# Late season doe...



## El Gato Loco (Jan 15, 2010)

Finally got to get after the deer today with wilded and we bagged this doe just 2 days before the close of the season.

Dinner is served!


----------



## ebbs (Feb 7, 2010)

Backstraps!!!!!!


----------



## youngdon (Mar 10, 2010)

I'm with ebbs, what time is dinner? Congrats on a fine deer. She'll make some great dinners.


----------



## On a call (Mar 3, 2010)

Meats meat and mans gotta eat....good shooting boss man.


----------



## hassell (Feb 9, 2010)

Congrats. on the shoot, nice clear picture, ed has a good steady hand.


----------



## bar-d (Feb 3, 2010)

Kudos Chris.


----------



## On a call (Mar 3, 2010)

Hey Chris I had a dream last night about your deer...I took a rump and cooked it whole over a fire we were all there. I sliced it off in thick chunks...most excellent !


----------



## catcapper (Feb 11, 2010)

Hey Chris---your gonna skin that one before you put in the freezer aren't ya.lol:roflmao: Just had to pick on you a little buddy. Looks like you and Ed had a great time.


----------



## youngdon (Mar 10, 2010)

You are going to tell us about the hunt and shot I hope.


----------



## wvcoyote (Mar 14, 2010)

◆ **Data**
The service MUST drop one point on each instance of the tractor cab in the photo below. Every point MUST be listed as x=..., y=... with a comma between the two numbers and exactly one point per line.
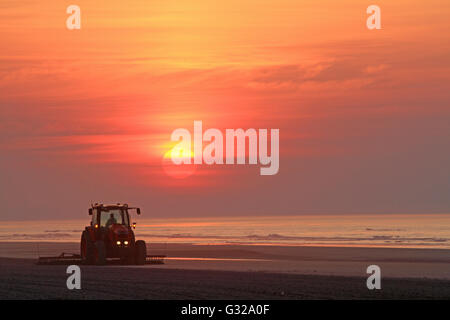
x=105, y=216
x=110, y=235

◆ **What to work on**
(1) In the thread about the late-season doe, how long before the close of the season was the doe taken?
(2) Pick up the forum thread about the late-season doe where it ends and carry it on.

◆ **Expected answers**
(1) Two days before the close of the season.

(2)
nice fat doe some, mighty fine vittles there. congrats on back straps and sausages.


----------



## ReidRH (Feb 1, 2010)

I can smell the stew from here, Oh dang thats on my stove! Good Eating there Chris!! Congrats! My two oldest daughters didnt know what beef was they were raised eating Venison!


----------



## autumnrider (Feb 2, 2010)

shoot the does and let the bucks grow----this is needed bad in Mississippi ! Good Job Chris!!!!


----------



## youngdon (Mar 10, 2010)

So I take it Ed did the driving ??


----------



## El Gato Loco (Jan 15, 2010)

Hahaha! I would have drove but for some reason he offered?


----------



## wvcoyote (Mar 14, 2010)

Chris Miller said:


> Hahaha! I would have drove but for some reason he offered?


wonder why.


----------



## On a call (Mar 3, 2010)

I too wonder ..... ???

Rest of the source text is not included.